*AIM OF THE TASK*:
Filter the records below, copying every line that contains the string "facade".

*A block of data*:
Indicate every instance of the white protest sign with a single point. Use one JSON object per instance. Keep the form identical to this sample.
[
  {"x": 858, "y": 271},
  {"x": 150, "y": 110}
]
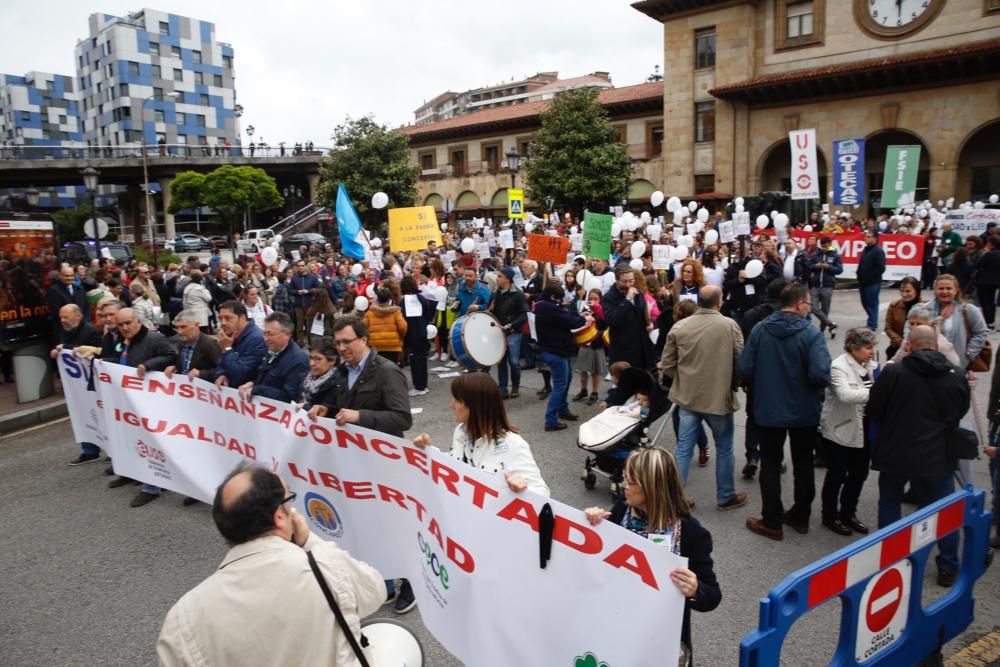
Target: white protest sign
[
  {"x": 458, "y": 534},
  {"x": 662, "y": 258}
]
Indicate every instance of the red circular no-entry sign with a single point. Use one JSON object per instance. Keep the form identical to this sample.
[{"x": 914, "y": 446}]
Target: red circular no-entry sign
[{"x": 884, "y": 600}]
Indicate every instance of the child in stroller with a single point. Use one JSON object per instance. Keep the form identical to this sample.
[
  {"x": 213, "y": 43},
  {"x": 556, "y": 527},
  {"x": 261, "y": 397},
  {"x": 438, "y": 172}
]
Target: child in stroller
[{"x": 612, "y": 435}]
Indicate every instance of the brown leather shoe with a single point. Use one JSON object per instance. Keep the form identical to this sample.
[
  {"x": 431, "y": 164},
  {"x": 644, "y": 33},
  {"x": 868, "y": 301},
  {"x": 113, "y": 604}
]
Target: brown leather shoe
[
  {"x": 755, "y": 525},
  {"x": 800, "y": 527}
]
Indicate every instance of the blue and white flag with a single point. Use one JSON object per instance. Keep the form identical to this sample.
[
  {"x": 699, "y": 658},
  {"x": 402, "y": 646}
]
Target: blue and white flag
[
  {"x": 349, "y": 225},
  {"x": 849, "y": 172}
]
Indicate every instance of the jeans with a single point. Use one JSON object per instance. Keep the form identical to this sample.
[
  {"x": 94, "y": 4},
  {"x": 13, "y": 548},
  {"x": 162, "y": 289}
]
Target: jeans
[
  {"x": 511, "y": 358},
  {"x": 822, "y": 297},
  {"x": 869, "y": 300},
  {"x": 561, "y": 372},
  {"x": 722, "y": 433},
  {"x": 418, "y": 369},
  {"x": 846, "y": 472},
  {"x": 890, "y": 496},
  {"x": 772, "y": 453}
]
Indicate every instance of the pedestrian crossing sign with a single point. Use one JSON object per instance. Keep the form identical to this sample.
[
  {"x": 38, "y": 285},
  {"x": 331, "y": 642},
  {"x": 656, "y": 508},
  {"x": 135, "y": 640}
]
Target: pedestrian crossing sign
[{"x": 515, "y": 204}]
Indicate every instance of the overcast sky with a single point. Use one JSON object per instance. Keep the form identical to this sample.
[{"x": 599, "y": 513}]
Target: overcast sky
[{"x": 302, "y": 67}]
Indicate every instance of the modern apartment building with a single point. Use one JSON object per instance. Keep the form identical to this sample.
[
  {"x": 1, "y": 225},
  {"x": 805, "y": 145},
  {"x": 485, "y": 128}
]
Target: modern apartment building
[{"x": 152, "y": 77}]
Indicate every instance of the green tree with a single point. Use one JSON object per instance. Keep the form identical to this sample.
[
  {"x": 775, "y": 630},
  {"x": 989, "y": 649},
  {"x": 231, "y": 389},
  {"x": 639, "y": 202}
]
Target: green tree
[
  {"x": 577, "y": 159},
  {"x": 368, "y": 158},
  {"x": 228, "y": 190},
  {"x": 70, "y": 221}
]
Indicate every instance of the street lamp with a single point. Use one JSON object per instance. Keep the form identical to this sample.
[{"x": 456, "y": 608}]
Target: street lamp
[
  {"x": 150, "y": 218},
  {"x": 90, "y": 183},
  {"x": 513, "y": 165}
]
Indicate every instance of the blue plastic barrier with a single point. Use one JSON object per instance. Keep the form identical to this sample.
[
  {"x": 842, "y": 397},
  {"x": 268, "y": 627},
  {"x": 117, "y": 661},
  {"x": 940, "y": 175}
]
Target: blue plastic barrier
[{"x": 879, "y": 580}]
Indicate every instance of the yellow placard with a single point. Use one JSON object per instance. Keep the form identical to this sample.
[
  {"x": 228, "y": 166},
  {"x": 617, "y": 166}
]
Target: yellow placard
[
  {"x": 412, "y": 228},
  {"x": 515, "y": 204}
]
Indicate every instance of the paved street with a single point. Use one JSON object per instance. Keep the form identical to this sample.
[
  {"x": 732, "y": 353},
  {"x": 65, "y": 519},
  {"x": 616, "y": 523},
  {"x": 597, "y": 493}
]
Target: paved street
[{"x": 85, "y": 580}]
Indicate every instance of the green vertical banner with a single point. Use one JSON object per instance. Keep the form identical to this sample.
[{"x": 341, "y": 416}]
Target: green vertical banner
[
  {"x": 597, "y": 235},
  {"x": 899, "y": 186}
]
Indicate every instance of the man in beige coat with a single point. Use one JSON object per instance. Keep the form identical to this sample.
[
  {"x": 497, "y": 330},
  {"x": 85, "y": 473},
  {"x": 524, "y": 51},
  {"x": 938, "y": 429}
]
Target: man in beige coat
[
  {"x": 700, "y": 356},
  {"x": 264, "y": 606}
]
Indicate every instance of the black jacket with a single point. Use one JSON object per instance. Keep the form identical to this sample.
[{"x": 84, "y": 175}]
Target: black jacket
[
  {"x": 696, "y": 546},
  {"x": 510, "y": 307},
  {"x": 85, "y": 334},
  {"x": 379, "y": 394},
  {"x": 871, "y": 265},
  {"x": 914, "y": 403},
  {"x": 627, "y": 322}
]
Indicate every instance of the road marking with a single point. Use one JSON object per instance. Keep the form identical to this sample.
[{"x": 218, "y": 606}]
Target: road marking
[{"x": 15, "y": 434}]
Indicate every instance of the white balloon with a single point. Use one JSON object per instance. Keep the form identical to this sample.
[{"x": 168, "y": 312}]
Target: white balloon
[
  {"x": 754, "y": 268},
  {"x": 269, "y": 256}
]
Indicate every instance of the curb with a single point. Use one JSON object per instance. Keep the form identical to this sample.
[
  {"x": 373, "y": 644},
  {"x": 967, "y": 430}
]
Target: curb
[{"x": 19, "y": 419}]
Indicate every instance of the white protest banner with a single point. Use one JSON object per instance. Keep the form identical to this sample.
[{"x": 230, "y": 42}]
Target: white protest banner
[
  {"x": 972, "y": 221},
  {"x": 805, "y": 175},
  {"x": 468, "y": 545},
  {"x": 662, "y": 258}
]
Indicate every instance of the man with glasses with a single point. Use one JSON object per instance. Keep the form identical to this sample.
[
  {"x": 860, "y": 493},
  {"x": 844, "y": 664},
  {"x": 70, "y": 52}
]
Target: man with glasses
[
  {"x": 372, "y": 393},
  {"x": 280, "y": 374},
  {"x": 303, "y": 283},
  {"x": 264, "y": 578},
  {"x": 787, "y": 365}
]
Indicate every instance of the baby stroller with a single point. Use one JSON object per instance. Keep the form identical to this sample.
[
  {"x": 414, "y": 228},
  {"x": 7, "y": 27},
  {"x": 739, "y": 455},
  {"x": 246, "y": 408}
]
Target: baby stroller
[{"x": 613, "y": 434}]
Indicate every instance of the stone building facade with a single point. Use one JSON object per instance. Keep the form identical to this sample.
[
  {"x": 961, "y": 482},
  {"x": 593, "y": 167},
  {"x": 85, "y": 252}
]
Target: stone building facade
[{"x": 740, "y": 74}]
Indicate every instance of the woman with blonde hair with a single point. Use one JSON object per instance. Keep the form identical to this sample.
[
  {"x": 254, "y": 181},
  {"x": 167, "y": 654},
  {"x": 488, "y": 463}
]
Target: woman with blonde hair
[{"x": 655, "y": 508}]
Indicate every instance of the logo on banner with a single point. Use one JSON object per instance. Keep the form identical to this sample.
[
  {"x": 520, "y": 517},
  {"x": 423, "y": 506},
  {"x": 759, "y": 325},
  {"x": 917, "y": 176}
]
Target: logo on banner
[
  {"x": 323, "y": 515},
  {"x": 849, "y": 157}
]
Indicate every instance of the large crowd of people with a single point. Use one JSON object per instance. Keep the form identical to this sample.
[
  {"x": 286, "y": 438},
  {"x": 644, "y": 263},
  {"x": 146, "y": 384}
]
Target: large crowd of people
[{"x": 724, "y": 327}]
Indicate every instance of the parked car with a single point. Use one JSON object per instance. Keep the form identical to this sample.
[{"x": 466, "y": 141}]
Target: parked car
[
  {"x": 189, "y": 243},
  {"x": 84, "y": 251},
  {"x": 295, "y": 241},
  {"x": 253, "y": 240}
]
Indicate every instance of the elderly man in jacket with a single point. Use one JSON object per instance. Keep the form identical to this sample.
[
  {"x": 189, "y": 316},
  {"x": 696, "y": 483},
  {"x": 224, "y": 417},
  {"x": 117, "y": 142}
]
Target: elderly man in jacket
[
  {"x": 700, "y": 354},
  {"x": 75, "y": 332},
  {"x": 143, "y": 350},
  {"x": 280, "y": 374},
  {"x": 372, "y": 394},
  {"x": 915, "y": 403},
  {"x": 243, "y": 346},
  {"x": 787, "y": 364},
  {"x": 264, "y": 606}
]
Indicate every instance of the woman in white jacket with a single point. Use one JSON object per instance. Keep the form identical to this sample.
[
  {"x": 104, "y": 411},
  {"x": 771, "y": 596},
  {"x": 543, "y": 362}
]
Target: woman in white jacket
[
  {"x": 484, "y": 437},
  {"x": 198, "y": 300},
  {"x": 843, "y": 427}
]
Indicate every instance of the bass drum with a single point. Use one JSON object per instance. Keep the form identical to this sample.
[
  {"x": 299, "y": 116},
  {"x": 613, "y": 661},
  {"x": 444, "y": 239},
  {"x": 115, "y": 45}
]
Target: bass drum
[{"x": 478, "y": 341}]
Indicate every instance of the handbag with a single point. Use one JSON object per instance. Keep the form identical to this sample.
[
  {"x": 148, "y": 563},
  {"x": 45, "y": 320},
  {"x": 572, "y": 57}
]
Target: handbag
[
  {"x": 983, "y": 361},
  {"x": 961, "y": 443},
  {"x": 363, "y": 658}
]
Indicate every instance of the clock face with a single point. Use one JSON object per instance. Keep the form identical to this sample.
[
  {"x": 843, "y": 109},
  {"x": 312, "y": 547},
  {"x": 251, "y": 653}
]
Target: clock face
[{"x": 893, "y": 18}]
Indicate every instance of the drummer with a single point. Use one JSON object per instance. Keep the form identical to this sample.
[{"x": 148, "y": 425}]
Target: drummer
[{"x": 508, "y": 305}]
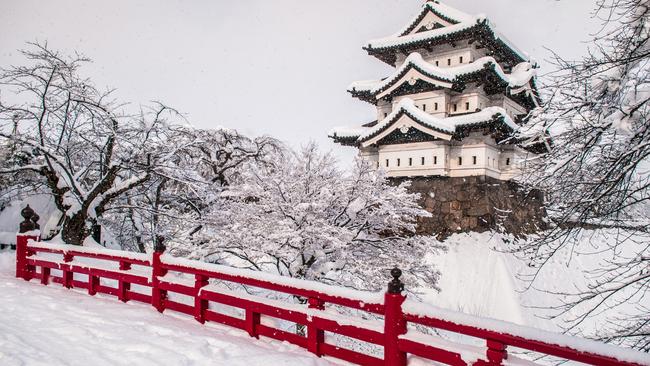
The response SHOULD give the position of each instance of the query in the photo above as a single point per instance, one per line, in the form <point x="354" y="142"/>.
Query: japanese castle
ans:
<point x="458" y="93"/>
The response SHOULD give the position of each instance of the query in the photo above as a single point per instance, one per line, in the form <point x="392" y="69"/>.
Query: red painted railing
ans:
<point x="396" y="333"/>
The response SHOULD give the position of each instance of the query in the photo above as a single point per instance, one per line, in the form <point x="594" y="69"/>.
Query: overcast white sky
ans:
<point x="277" y="67"/>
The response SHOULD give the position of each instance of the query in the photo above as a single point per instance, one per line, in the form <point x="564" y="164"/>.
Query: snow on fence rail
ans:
<point x="34" y="260"/>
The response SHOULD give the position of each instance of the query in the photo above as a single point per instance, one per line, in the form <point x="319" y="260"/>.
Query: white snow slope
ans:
<point x="50" y="325"/>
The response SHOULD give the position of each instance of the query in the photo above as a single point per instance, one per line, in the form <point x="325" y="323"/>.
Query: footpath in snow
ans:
<point x="50" y="325"/>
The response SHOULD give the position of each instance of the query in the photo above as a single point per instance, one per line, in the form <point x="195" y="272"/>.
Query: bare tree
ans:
<point x="182" y="190"/>
<point x="82" y="149"/>
<point x="596" y="174"/>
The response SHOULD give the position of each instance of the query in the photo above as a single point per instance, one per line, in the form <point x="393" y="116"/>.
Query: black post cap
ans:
<point x="159" y="246"/>
<point x="395" y="286"/>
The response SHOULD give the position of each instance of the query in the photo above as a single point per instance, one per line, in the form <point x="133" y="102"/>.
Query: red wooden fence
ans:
<point x="36" y="260"/>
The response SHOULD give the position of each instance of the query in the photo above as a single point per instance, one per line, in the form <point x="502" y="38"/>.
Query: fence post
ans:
<point x="26" y="232"/>
<point x="123" y="287"/>
<point x="496" y="352"/>
<point x="200" y="305"/>
<point x="158" y="296"/>
<point x="315" y="336"/>
<point x="68" y="276"/>
<point x="394" y="322"/>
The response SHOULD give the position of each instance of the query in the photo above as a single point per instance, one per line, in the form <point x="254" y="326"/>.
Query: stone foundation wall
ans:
<point x="478" y="204"/>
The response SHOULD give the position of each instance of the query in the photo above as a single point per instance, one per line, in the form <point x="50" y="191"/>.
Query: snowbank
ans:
<point x="53" y="326"/>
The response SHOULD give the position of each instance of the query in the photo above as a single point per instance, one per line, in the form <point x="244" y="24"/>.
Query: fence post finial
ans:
<point x="159" y="245"/>
<point x="30" y="222"/>
<point x="395" y="286"/>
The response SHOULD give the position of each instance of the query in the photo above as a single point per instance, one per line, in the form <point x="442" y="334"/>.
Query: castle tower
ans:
<point x="447" y="115"/>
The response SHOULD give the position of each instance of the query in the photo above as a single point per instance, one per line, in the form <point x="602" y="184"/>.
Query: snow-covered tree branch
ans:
<point x="597" y="174"/>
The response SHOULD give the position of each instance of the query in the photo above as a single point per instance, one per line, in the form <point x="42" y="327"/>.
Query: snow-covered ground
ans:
<point x="50" y="325"/>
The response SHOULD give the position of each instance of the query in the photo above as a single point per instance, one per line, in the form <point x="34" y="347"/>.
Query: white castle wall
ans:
<point x="477" y="155"/>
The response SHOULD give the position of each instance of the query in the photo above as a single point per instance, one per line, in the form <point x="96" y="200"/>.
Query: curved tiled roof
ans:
<point x="406" y="106"/>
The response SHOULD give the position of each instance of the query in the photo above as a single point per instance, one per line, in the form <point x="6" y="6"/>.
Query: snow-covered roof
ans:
<point x="447" y="125"/>
<point x="519" y="78"/>
<point x="460" y="23"/>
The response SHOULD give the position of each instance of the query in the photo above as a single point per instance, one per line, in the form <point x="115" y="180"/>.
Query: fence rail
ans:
<point x="35" y="261"/>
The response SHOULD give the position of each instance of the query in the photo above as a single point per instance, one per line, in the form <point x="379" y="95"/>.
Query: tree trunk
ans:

*RESULT BELOW*:
Indicate every instance of the stone building facade with a single point. Use one JSON object per instance. Keep the form identical to this sample.
Target: stone building facade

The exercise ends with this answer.